* _What is expected_
For this exercise, copy each line of the records that contains the word "tall".

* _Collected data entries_
· · ·

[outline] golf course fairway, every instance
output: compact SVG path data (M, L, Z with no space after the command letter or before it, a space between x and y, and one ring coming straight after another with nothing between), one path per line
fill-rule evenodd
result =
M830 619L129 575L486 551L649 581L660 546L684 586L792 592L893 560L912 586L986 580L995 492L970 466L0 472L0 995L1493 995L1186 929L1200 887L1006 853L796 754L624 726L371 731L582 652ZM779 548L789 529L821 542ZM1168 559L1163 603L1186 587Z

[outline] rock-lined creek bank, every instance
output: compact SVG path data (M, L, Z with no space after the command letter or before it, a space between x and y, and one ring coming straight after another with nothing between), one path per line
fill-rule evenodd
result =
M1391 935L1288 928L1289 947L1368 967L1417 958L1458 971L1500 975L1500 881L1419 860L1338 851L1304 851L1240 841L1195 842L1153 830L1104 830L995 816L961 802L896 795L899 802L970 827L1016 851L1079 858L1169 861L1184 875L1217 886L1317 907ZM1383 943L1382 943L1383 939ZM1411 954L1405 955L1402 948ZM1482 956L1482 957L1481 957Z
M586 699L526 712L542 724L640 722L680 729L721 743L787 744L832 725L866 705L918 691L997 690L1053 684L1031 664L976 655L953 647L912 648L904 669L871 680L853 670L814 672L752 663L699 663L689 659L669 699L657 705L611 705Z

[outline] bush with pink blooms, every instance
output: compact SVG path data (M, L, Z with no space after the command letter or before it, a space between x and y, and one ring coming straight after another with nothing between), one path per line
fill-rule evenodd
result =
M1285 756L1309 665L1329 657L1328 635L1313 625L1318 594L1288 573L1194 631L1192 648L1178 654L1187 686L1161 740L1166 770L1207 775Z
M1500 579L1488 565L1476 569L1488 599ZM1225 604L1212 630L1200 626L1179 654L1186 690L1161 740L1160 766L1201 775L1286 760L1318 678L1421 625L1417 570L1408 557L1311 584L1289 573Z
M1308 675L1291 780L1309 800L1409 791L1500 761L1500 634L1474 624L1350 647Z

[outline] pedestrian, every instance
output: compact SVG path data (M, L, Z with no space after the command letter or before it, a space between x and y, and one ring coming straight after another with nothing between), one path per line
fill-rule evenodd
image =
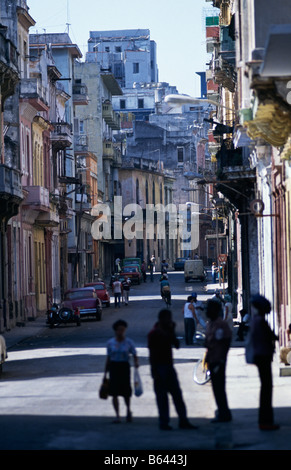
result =
M212 282L213 282L213 284L216 283L216 273L217 273L217 266L216 266L216 263L212 263L212 266L211 266L211 275L212 275Z
M217 404L213 423L227 422L232 419L225 390L226 360L231 344L231 331L222 319L221 310L221 304L217 300L208 300L206 316L209 322L206 327L205 346L207 348L206 363L210 370L212 390Z
M202 302L200 302L197 299L196 292L193 292L191 297L193 299L193 305L194 305L194 308L195 308L196 317L198 318L198 322L200 323L202 328L205 329L206 328L206 321L203 318L204 308L203 308Z
M212 299L217 300L220 303L220 305L221 305L220 315L221 315L221 318L223 318L224 317L223 310L224 310L225 300L222 297L222 293L220 292L219 289L216 289L214 295L212 296Z
M141 272L142 272L143 282L147 282L147 265L145 261L143 261L141 265Z
M179 416L179 427L196 429L196 426L193 426L187 418L182 390L173 365L173 346L179 348L179 340L175 334L175 323L172 321L171 311L162 309L158 315L158 322L148 334L149 360L159 412L159 426L162 430L172 429L169 425L168 394L170 394Z
M258 368L261 381L259 403L259 428L262 431L279 429L274 424L272 406L272 360L275 350L275 341L278 337L270 328L265 315L271 312L270 302L260 294L251 299L251 324L247 344L251 346L253 363Z
M168 263L165 259L162 260L162 263L161 263L161 273L167 273L168 271Z
M122 294L122 284L121 284L118 277L112 283L112 292L113 292L114 300L115 300L115 308L117 308L117 305L118 305L118 308L120 308L120 298L121 298L121 294Z
M119 273L120 271L121 271L120 258L116 258L116 260L115 260L115 272Z
M124 295L124 303L125 305L128 305L129 303L129 291L130 291L130 286L131 286L131 281L128 277L122 281L122 291Z
M153 264L153 272L155 273L156 272L156 258L155 258L155 255L152 255L151 262Z
M132 388L130 382L130 356L134 358L134 366L138 367L138 356L134 342L126 337L127 322L117 320L113 325L114 337L107 342L107 360L105 375L109 373L109 395L116 413L114 423L120 423L119 401L122 396L127 408L126 421L132 421L130 397Z
M151 259L150 259L150 262L149 262L149 268L150 268L150 279L151 279L151 282L154 282L154 263L152 262Z
M249 331L251 316L245 308L241 309L239 311L239 313L240 313L241 321L240 321L240 324L238 326L236 340L237 341L243 341L244 340L244 334Z
M187 302L183 307L185 342L187 345L193 344L193 337L195 335L196 326L198 323L198 318L196 316L193 302L193 297L189 295L187 298Z
M282 362L283 364L285 364L286 366L290 366L290 355L289 353L291 352L291 323L288 325L288 328L287 328L287 339L288 339L288 342L287 342L287 345L286 347L283 347L280 349L280 362Z
M233 312L232 312L232 302L229 294L224 296L224 317L223 319L227 322L231 332L233 331Z

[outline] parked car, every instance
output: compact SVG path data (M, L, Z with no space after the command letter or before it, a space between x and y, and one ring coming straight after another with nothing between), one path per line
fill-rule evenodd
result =
M184 271L185 261L186 261L186 258L177 258L174 263L175 271Z
M107 290L105 282L103 281L90 282L88 284L85 284L85 287L94 287L94 289L97 292L98 298L102 302L102 305L106 305L106 307L110 307L110 294Z
M6 349L6 342L2 335L0 335L0 374L2 372L2 364L7 359L7 349Z
M138 266L122 266L120 276L128 277L132 283L136 284L140 284L142 279Z
M121 266L121 269L123 268L123 266L133 266L135 264L138 264L139 267L141 268L141 259L140 258L124 258L122 260L122 266Z
M96 320L101 320L102 318L102 302L98 298L94 287L70 289L65 293L62 306L73 310L78 308L81 319L83 317L95 317Z
M188 282L190 279L205 281L206 271L202 259L186 260L184 264L184 279Z

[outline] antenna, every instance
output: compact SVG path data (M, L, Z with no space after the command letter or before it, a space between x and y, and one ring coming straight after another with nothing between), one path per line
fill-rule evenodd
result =
M66 26L67 26L67 33L70 34L70 7L69 7L69 0L67 0L67 22L66 22Z

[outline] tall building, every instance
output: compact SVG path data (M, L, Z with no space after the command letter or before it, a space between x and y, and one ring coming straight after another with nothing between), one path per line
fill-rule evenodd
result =
M86 61L110 70L122 88L158 82L157 46L149 29L90 31Z

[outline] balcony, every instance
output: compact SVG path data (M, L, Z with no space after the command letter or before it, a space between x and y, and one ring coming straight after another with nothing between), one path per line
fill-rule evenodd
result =
M78 154L88 153L88 137L85 134L74 135L74 150Z
M64 150L73 144L72 126L67 122L52 123L51 143L54 151Z
M18 53L14 44L6 38L7 27L0 25L0 73L1 95L4 99L13 95L19 81Z
M46 88L39 78L22 78L20 82L20 99L28 101L37 111L48 111Z
M88 88L83 83L73 85L73 103L76 106L89 104Z
M75 209L76 212L86 212L92 209L91 197L89 194L76 194L75 200Z
M103 158L109 160L114 158L114 148L111 140L104 140L103 142Z
M50 210L49 190L43 186L26 186L27 197L23 203L30 209L48 212Z
M17 215L23 199L21 176L18 170L0 165L0 219L1 222Z
M102 105L102 116L106 124L112 129L120 130L120 116L113 111L112 103L109 100L104 101Z
M0 165L0 198L23 199L20 172L6 165Z

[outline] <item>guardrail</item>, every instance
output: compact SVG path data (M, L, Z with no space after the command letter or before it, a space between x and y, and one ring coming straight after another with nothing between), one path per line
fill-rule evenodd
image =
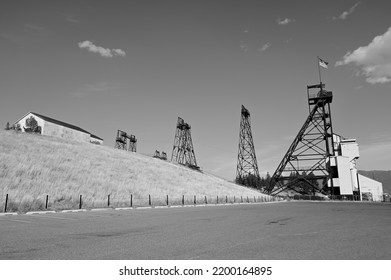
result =
M283 198L281 197L275 197L275 196L185 196L182 195L180 197L170 197L169 195L166 195L164 197L153 197L152 195L148 194L145 197L138 197L135 198L133 194L130 194L129 200L124 201L122 200L115 200L113 197L108 194L106 200L99 200L94 201L94 205L86 203L86 197L83 195L79 195L77 198L75 198L72 201L69 201L69 204L72 205L72 207L68 207L68 210L75 210L75 209L88 209L88 208L94 208L97 205L100 207L107 207L107 208L115 208L115 207L154 207L154 206L187 206L187 205L208 205L208 204L215 204L215 205L223 205L223 204L240 204L240 203L263 203L263 202L275 202L275 201L281 201ZM18 202L13 201L12 198L6 194L5 197L5 203L4 207L1 209L4 211L4 213L7 213L9 211L18 211L18 212L27 212L23 209L28 209L28 211L33 210L63 210L64 207L61 207L59 203L51 202L49 195L43 195L41 198L36 198L33 201L30 201L31 204L34 203L35 207L31 207L31 205L28 204L28 202ZM0 210L1 211L1 210Z

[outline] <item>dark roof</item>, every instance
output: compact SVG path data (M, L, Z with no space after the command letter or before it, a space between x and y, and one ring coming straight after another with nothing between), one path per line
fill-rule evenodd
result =
M91 134L87 130L84 130L84 129L82 129L82 128L78 127L78 126L75 126L73 124L69 124L69 123L66 123L66 122L55 120L55 119L52 119L52 118L49 118L49 117L46 117L46 116L43 116L41 114L37 114L37 113L34 113L34 112L30 112L30 113L36 115L37 117L40 117L41 119L43 119L43 120L45 120L47 122L55 123L55 124L58 124L58 125L61 125L61 126L65 126L65 127L68 127L68 128L74 129L74 130L78 130L78 131L87 133L87 134Z
M102 139L102 138L100 138L100 137L98 137L98 136L96 136L96 135L94 135L94 134L91 134L91 137L92 137L92 138L99 139L99 140L102 140L102 141L103 141L103 139Z
M84 133L87 133L87 134L90 134L90 137L93 137L93 138L96 138L96 139L100 139L103 141L102 138L99 138L98 136L96 135L93 135L92 133L88 132L87 130L84 130L76 125L73 125L73 124L69 124L69 123L66 123L66 122L62 122L62 121L59 121L59 120L56 120L56 119L52 119L52 118L49 118L49 117L46 117L44 115L41 115L41 114L37 114L37 113L34 113L34 112L30 112L31 114L33 115L36 115L37 117L40 117L41 119L47 121L47 122L51 122L51 123L54 123L54 124L58 124L58 125L61 125L61 126L64 126L64 127L68 127L70 129L73 129L73 130L77 130L77 131L81 131L81 132L84 132ZM29 114L29 113L28 113ZM27 114L27 115L28 115Z

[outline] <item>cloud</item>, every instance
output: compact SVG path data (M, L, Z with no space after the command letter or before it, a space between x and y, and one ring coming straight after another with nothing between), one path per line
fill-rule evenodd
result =
M96 46L90 41L79 42L78 45L81 49L86 49L89 52L98 53L103 57L126 56L126 53L121 49L107 49L104 47Z
M104 96L110 93L112 95L119 89L119 86L108 82L99 82L95 84L85 84L75 92L72 92L74 97L90 97L90 96Z
M283 20L277 19L277 23L279 25L287 25L287 24L289 24L291 22L294 22L294 21L295 21L294 19L290 19L290 18L286 18L286 19L283 19Z
M244 52L247 52L249 50L249 46L245 41L240 41L240 49Z
M349 15L351 15L354 10L357 8L357 6L360 4L360 2L357 2L356 4L354 4L349 10L347 11L344 11L342 14L340 14L338 17L333 17L334 20L336 19L341 19L341 20L344 20L346 19Z
M73 16L66 17L66 21L70 23L79 23L80 21L78 19L75 19Z
M266 44L264 44L261 48L259 48L258 50L261 51L261 52L264 52L266 51L268 48L270 47L270 43L267 42Z
M31 24L31 23L26 23L24 26L29 29L33 29L33 30L45 30L45 27L42 27L42 26L39 26L36 24Z
M365 47L359 47L344 55L335 66L355 63L361 67L366 81L371 84L391 81L391 27L383 35L376 36Z

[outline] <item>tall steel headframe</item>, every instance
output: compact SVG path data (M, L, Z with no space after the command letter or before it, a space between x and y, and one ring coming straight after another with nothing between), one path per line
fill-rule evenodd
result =
M333 189L330 157L334 155L330 104L325 84L307 86L309 115L274 172L266 192L328 194Z
M117 137L115 138L115 146L114 148L120 149L120 150L127 150L127 142L128 142L128 135L125 131L118 130L117 131Z
M190 168L199 169L194 154L190 130L191 126L185 123L182 118L178 117L171 161L176 161Z
M129 151L136 152L137 148L137 139L134 135L128 135L129 138Z
M243 180L249 175L253 175L258 179L260 178L254 141L251 133L250 112L242 105L236 180Z

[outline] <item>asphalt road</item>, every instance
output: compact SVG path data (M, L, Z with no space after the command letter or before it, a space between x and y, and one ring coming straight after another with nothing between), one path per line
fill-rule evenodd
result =
M0 259L391 259L391 204L283 202L0 216Z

· · ·

* _Output below_
[outline] tall building, every instance
[outline] <item>tall steel headframe</item>, every instance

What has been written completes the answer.